* START PROVIDED INFORMATION *

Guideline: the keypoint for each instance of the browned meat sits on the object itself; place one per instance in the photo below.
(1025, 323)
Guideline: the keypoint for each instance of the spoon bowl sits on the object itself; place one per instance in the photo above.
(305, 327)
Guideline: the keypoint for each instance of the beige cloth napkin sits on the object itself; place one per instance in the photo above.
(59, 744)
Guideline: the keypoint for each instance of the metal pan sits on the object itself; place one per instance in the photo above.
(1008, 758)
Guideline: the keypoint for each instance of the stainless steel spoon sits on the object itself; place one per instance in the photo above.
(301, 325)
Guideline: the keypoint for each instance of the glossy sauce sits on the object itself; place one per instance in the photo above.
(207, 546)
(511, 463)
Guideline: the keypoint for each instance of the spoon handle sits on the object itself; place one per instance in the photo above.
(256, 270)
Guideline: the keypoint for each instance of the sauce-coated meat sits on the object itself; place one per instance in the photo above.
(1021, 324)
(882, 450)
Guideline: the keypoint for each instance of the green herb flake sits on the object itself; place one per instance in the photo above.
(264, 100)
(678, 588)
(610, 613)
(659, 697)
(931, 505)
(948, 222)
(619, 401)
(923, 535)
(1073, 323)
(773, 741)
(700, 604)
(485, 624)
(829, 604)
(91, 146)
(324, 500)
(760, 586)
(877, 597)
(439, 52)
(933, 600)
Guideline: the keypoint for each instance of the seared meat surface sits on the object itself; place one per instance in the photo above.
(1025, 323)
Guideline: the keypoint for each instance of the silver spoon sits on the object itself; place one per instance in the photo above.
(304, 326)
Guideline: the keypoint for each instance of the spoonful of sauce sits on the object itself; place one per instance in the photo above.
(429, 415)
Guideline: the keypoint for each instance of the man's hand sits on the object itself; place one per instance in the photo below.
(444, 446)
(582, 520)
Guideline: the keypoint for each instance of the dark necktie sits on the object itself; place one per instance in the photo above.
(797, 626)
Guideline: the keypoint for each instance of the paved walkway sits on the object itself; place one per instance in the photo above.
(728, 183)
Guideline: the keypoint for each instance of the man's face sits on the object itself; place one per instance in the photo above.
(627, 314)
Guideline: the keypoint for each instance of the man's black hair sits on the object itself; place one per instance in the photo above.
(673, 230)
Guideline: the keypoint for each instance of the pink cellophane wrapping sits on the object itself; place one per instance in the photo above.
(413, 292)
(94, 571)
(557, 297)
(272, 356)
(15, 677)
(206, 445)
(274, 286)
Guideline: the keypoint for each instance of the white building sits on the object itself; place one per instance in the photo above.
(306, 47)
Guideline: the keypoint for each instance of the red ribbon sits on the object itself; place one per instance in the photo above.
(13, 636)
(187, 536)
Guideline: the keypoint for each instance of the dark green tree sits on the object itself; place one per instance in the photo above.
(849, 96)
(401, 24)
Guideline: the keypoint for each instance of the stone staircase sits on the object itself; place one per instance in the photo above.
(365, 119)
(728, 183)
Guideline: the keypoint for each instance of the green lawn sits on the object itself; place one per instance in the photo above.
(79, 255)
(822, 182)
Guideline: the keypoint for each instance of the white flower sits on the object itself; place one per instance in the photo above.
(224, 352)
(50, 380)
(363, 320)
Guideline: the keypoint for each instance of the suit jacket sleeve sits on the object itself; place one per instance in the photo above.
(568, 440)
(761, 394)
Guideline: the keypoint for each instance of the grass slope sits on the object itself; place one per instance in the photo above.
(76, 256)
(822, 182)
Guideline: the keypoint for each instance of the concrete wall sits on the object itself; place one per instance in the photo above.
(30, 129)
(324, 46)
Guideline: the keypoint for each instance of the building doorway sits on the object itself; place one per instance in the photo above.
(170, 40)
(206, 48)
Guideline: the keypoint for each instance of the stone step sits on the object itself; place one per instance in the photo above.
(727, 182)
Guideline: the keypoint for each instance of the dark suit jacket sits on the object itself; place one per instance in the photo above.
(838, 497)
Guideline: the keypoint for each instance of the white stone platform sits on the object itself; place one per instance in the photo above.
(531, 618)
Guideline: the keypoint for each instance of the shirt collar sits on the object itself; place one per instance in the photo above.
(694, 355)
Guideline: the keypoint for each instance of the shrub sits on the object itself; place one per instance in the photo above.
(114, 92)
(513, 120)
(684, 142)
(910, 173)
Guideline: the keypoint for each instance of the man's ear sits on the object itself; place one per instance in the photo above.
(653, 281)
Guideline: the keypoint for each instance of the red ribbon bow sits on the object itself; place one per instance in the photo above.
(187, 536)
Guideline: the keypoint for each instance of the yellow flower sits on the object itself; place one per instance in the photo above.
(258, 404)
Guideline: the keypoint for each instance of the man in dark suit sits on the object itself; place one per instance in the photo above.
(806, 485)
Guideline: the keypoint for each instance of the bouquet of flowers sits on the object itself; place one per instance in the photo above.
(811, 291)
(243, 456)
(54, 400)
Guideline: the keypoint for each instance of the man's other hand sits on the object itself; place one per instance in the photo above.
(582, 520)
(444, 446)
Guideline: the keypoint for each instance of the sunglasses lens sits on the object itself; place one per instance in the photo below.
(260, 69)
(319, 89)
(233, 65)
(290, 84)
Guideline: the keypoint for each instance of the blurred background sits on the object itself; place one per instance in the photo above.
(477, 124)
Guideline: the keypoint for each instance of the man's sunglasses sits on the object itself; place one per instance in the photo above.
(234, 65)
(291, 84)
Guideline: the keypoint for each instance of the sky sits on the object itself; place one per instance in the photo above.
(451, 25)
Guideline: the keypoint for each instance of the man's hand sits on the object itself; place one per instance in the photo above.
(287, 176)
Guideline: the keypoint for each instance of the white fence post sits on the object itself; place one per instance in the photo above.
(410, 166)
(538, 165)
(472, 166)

* END PROVIDED INFORMATION *

YOUR GOAL -
Restate the listing above word for word.

COMPLETE OUTPUT -
Guideline: the keypoint for each instance of the browned meat sits on the object itself; place one per instance in the photo below.
(1025, 323)
Guideline: the keypoint for each instance of the spoon bowl sits on the object itself; place one per instance in the photo above.
(305, 327)
Guideline: the keypoint for each instance of the beige cloth napkin sits on the object itself; place one per instance in the photo above.
(59, 744)
Guideline: the keypoint for each instance of the metal pan sits on the object itself; place one per instance in the photo above.
(1008, 758)
Guideline: the keypoint for each instance of the stainless steel spoon sits on the object itself; place one per instance in the photo above.
(301, 325)
Guideline: the keypoint for each instance of the glossy sauce sits on the object itself; place one per instance in the photo above.
(207, 546)
(511, 463)
Guideline: the keypoint for each instance of the spoon handle sits on the object itself; place one per instance in the photo above.
(256, 270)
Guideline: the keypoint for each instance of the sauce-coated meat sits on the object itself; place one per instance in the photo above.
(1021, 324)
(882, 450)
Guideline: the keypoint for each instance of the green herb flake sits on the object itself; place one per instance in the photo above.
(264, 100)
(678, 588)
(610, 613)
(659, 697)
(931, 505)
(948, 222)
(619, 401)
(923, 535)
(1073, 323)
(773, 741)
(700, 604)
(485, 624)
(829, 604)
(91, 146)
(324, 500)
(760, 586)
(877, 597)
(439, 52)
(933, 600)
Guideline: the keypoint for each instance of the seared meat surface sits on the object itself; place one per instance in the photo above.
(1025, 323)
Guideline: the keypoint for each instance of the silver spoon sits on the object itself; place one per instance in the photo above.
(304, 326)
Guideline: the keypoint for each instance of the spoonful of sauce sits on the object itself; place one per instance in the photo above.
(429, 415)
Guideline: the keypoint for each instance of the man's hand sits on the object itself; place one per instance in the photo below.
(444, 446)
(582, 520)
Guideline: the keypoint for each instance of the dark necktie sits on the object itself; place one per instance in the photo above.
(797, 626)
Guideline: the keypoint for each instance of the paved walkway sits on the object itself; place one per instance in the photo above.
(728, 183)
Guideline: the keypoint for each instance of the man's face sits on the object itself; place one per instance in the photo above.
(627, 314)
Guideline: the keypoint for each instance of the man's black hair sits on the object itself; place one per instance in the photo above.
(673, 230)
Guideline: the keypoint for each instance of the pink cellophane wrapping sits on the object itself; place one per instance in the photo above.
(413, 292)
(94, 571)
(557, 297)
(272, 356)
(15, 677)
(206, 445)
(274, 286)
Guideline: the keypoint for each instance of the white building sits on the object itself; place one per instance in the photo above.
(306, 47)
Guideline: the keypoint for each instance of the red ribbon sits on the object itself; place one per instance in the photo above.
(13, 636)
(187, 536)
Guideline: the keypoint for each instance of the dark green tree sits on the object itself; place one per instance in the photo above.
(849, 96)
(401, 24)
Guideline: the keypoint for each instance of the stone staircase sits on the object itself; place one per instance in the photo above.
(365, 119)
(728, 183)
Guideline: the keypoint for each instance of the green lawn sits on the object itself; place one per instance in the photo above.
(79, 255)
(822, 182)
Guideline: the keypoint for each instance of the white flower sits on the object itself; place one per instance in the photo above.
(224, 352)
(50, 380)
(363, 320)
Guideline: the keypoint for each instance of the suit jacket sleeve sits on the object itself; place one per instance in the photo above.
(568, 440)
(761, 394)
Guideline: the keypoint for each instance of the grass slope sits on the object itself; place one per instance in the photo above.
(76, 256)
(822, 182)
Guideline: the keypoint for each instance of the concrete wall sits on the object itself; place one per instance in the photo above.
(30, 129)
(324, 46)
Guideline: the keypoint for each instance of the building doorway sits on the object itself; place one per instance in the photo above.
(170, 40)
(206, 48)
Guideline: the keypoint for each instance of the stone step sits on the object itself; place one per instance in the photo above.
(727, 182)
Guideline: the keypoint for each instance of the dark suit jacket sits on the object itself; place one per instance in the photo above.
(838, 497)
Guideline: the keypoint for each instance of the white stone platform sits on the object itself; place one per instance in the photo above.
(531, 618)
Guideline: the keypoint for each instance of the shirt collar sits on the object itself; place one per instance in the photo above.
(694, 355)
Guideline: the keypoint for each instance of the shrub sits on the object itself; place one per instance in the photo above.
(114, 92)
(513, 120)
(684, 142)
(910, 173)
Guideline: the keypoint for each instance of the man's ear sits on the object itself; place one per instance in the photo above.
(653, 281)
Guideline: the keypoint for each instance of the red ribbon bow sits on the object itself; place one per instance in the photo above.
(187, 536)
Guideline: the keypoint for each instance of the yellow flower sits on the object itself; place one per instance in the photo above.
(258, 404)
Guideline: the keypoint for each instance of the man in dark suit sits on the object itself; place one per instance in the photo above.
(806, 485)
Guideline: the keypoint for each instance of the bouquet of flowers sits on the object itself; place one per instance in the photo above.
(811, 291)
(243, 456)
(54, 400)
Guideline: the keypoint for each instance of the man's other hand sits on the object itself; place one per instance in the photo above.
(582, 520)
(444, 446)
Guideline: the keypoint for each instance of the sunglasses lens sits on the object itself; place one per instance in the photo below.
(260, 69)
(319, 89)
(233, 65)
(290, 84)
Guideline: the keypoint for each instance of the blurred background sits on the object itself; place one per instance in the photo above.
(477, 124)
Guideline: the keypoint for each instance of the man's sunglasses sits on the object itself; place one per instance in the photo above.
(234, 65)
(291, 84)
Guideline: the keypoint for each instance of the sky sits on the object itself; place one per instance in the photo above.
(451, 25)
Guideline: the keypoint for each instance of the man's hand sits on the object itself; place one per instance in the photo above.
(287, 176)
Guideline: the keypoint for each instance of the white fence post sits on the object itself; place one per instance in the photo above.
(410, 166)
(538, 165)
(472, 166)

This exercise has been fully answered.